== ASSIGNMENT ==
Please give, word for word, the line containing "Can you see the market" and every line that comes after it in the data below.
BEGIN
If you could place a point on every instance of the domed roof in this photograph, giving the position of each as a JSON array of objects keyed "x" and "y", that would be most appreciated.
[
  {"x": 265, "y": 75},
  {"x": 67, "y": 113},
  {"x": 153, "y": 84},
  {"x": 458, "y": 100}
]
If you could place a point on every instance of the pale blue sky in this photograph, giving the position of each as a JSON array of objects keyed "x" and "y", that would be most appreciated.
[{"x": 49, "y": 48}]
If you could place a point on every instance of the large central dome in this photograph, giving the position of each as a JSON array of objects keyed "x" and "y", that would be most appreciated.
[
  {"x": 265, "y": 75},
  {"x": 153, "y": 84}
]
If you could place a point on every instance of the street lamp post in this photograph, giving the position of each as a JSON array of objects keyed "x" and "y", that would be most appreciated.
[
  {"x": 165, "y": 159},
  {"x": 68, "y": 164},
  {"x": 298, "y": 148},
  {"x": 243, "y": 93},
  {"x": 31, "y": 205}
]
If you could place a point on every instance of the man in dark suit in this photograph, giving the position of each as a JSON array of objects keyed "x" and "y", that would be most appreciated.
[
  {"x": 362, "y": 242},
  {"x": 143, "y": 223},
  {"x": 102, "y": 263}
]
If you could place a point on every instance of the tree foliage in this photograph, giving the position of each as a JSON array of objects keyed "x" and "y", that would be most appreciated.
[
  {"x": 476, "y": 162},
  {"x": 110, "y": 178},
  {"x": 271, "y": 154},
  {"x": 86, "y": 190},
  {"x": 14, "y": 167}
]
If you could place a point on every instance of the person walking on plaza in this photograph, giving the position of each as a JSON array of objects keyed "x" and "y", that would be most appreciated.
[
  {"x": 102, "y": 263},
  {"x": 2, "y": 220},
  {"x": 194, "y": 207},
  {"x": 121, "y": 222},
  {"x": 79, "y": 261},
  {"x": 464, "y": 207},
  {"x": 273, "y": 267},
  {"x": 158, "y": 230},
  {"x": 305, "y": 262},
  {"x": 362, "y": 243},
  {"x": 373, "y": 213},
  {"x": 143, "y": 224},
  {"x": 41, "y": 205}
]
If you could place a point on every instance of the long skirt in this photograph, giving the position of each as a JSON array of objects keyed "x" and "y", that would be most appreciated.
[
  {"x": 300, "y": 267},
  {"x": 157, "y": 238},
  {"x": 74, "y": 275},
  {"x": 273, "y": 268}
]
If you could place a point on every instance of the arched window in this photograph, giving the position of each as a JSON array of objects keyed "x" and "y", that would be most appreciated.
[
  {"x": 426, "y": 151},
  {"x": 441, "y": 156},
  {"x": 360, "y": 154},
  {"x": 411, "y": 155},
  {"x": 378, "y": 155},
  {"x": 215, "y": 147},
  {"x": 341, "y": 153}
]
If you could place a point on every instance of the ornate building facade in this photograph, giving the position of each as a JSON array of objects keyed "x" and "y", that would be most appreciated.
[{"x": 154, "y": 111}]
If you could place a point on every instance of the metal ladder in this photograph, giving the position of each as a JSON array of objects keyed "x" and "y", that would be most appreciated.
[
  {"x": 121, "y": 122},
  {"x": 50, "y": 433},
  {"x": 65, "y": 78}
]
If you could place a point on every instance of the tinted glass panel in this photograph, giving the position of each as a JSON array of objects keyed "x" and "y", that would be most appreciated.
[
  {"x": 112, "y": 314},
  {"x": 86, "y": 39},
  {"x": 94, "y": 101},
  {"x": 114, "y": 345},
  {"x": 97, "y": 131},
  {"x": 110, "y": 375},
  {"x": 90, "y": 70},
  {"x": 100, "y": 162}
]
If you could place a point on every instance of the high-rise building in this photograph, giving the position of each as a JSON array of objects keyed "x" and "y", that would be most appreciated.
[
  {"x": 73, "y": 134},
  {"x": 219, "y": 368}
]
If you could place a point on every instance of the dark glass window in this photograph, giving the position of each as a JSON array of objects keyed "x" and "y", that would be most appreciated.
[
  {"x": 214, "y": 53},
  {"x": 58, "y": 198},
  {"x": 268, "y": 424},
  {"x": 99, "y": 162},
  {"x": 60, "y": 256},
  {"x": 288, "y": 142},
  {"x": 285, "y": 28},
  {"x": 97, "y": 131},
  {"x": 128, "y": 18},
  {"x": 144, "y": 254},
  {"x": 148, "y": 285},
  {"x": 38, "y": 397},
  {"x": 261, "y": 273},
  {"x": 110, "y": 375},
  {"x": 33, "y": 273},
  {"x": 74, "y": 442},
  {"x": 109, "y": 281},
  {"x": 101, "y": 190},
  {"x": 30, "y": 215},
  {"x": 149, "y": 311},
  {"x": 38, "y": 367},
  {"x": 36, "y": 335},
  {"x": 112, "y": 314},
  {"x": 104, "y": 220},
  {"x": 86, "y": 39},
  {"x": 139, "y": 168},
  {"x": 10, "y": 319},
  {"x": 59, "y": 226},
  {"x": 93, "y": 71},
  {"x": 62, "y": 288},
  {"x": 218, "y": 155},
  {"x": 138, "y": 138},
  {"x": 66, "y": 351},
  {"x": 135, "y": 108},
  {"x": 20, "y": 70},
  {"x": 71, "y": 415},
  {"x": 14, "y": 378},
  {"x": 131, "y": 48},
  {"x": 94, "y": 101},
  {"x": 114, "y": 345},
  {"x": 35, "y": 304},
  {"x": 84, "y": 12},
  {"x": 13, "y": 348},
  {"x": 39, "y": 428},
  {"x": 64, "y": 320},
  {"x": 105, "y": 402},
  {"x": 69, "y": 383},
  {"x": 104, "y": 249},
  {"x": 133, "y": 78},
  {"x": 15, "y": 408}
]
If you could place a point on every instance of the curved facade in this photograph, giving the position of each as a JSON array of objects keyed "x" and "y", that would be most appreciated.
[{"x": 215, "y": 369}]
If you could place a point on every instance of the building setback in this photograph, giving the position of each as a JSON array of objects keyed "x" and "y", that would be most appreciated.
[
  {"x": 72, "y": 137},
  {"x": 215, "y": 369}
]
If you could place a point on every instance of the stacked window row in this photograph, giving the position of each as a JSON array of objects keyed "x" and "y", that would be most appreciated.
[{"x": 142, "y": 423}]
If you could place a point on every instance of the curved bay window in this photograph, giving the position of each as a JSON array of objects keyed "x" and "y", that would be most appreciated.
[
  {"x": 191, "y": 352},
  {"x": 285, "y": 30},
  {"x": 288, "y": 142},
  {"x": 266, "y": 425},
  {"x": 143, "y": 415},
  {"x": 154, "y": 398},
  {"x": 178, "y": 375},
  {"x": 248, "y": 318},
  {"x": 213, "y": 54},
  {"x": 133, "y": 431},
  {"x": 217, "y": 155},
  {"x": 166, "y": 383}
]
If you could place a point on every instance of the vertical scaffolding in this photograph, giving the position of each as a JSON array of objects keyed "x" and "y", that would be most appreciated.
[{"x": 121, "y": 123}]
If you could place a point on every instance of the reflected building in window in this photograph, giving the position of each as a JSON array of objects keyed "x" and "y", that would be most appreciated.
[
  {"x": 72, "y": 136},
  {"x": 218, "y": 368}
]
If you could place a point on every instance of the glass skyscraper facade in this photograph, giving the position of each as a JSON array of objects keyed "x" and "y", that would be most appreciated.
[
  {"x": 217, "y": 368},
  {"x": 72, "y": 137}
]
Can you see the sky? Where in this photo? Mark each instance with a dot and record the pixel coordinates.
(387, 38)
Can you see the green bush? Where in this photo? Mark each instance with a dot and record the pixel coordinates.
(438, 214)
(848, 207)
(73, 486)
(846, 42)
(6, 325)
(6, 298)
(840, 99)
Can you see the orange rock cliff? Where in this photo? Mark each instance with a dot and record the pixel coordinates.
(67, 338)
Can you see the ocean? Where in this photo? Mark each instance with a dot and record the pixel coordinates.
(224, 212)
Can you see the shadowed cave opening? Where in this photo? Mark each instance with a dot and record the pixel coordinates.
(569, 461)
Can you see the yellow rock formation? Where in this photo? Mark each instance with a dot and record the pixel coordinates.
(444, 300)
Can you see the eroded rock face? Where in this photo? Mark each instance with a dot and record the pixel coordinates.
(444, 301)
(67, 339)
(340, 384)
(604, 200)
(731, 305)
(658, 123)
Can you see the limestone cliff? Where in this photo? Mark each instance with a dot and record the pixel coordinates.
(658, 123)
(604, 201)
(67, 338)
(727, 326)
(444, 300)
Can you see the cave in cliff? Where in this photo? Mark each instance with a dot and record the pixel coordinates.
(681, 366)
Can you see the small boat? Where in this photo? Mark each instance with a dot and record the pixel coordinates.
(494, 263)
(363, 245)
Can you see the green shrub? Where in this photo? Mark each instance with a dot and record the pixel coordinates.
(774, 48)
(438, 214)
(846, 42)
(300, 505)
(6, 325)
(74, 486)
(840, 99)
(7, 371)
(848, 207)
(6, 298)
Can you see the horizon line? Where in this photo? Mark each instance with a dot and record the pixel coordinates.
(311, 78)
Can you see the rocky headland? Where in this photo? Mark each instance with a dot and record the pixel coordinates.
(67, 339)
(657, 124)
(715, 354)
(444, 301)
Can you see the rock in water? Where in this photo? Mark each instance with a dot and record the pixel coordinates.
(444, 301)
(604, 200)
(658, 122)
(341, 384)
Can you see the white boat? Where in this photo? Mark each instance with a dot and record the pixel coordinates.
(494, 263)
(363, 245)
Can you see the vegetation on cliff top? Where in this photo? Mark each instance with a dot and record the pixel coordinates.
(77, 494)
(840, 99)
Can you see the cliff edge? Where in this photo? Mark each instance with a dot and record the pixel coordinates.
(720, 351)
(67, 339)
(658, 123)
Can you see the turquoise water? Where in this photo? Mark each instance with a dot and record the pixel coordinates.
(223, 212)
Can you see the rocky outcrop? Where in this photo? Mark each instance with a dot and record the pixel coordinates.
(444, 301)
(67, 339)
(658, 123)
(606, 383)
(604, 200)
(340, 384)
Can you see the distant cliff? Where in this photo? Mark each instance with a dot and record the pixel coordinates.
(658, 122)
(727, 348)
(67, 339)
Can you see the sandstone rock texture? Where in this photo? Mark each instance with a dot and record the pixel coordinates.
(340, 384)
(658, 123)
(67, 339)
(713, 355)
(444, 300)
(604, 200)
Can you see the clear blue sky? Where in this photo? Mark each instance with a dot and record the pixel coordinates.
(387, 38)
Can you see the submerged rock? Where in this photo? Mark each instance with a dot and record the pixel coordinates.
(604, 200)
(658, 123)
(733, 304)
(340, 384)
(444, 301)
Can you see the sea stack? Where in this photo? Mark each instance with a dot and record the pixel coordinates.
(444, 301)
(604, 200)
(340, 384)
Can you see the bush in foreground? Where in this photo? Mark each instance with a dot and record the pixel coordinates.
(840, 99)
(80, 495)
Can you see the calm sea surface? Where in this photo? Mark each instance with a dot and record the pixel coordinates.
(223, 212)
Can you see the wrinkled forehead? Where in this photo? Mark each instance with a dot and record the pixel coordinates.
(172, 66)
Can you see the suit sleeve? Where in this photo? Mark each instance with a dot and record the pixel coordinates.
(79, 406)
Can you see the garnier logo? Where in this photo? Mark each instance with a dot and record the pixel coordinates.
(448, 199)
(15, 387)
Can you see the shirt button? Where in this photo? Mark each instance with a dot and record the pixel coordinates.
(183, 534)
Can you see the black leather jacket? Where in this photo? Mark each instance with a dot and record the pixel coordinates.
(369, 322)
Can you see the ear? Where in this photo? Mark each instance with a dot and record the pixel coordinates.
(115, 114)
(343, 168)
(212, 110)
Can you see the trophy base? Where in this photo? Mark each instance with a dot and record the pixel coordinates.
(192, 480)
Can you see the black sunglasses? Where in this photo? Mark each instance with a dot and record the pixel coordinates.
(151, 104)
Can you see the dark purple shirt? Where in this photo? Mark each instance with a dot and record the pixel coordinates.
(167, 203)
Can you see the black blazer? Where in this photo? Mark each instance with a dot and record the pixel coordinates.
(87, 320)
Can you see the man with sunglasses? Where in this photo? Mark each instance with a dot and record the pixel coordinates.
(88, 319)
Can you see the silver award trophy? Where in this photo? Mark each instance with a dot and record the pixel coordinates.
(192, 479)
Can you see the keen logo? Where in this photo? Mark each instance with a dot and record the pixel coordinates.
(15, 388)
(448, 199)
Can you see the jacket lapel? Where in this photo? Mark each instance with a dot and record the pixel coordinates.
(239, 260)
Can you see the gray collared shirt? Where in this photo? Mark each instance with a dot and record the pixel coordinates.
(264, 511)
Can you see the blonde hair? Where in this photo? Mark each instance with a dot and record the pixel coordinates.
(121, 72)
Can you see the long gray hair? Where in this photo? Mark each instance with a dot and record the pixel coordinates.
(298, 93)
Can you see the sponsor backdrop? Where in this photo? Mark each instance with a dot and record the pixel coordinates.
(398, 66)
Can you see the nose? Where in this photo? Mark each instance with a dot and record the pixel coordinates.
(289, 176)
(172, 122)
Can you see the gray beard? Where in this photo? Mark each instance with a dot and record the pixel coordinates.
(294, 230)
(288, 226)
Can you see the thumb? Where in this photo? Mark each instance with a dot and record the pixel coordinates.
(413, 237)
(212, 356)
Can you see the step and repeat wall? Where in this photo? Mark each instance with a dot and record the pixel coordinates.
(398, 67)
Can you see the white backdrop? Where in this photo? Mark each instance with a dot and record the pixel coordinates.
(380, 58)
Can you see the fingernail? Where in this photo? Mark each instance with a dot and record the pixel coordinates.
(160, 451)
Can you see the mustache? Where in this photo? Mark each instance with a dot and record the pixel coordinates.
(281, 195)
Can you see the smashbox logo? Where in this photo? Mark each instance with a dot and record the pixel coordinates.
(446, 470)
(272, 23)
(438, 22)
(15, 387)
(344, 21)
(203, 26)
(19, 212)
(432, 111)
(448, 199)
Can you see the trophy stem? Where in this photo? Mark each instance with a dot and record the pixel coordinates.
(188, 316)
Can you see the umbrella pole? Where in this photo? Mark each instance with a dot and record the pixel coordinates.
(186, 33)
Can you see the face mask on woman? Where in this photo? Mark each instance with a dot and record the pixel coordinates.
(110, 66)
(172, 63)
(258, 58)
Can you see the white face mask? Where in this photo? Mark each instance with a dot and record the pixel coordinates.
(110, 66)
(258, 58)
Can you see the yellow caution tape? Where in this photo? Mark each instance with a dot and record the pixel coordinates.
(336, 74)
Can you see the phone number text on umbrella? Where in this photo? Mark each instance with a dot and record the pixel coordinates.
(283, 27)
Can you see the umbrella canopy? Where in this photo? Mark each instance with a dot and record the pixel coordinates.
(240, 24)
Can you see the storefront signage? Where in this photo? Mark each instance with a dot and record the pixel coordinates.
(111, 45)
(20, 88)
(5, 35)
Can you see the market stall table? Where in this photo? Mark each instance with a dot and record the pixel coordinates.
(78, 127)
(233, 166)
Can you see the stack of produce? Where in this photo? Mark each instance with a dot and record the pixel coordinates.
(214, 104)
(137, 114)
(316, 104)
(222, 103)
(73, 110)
END
== OUTPUT OF THE EXERCISE ==
Can you see the market stall table? Where in this photo? Mark each instance with a dot and record the pixel coordinates.
(78, 127)
(233, 166)
Can you see the stack of produce? Where in this photo? Mark each instance with a dot and record the pixel coordinates.
(214, 104)
(137, 114)
(316, 104)
(222, 103)
(73, 110)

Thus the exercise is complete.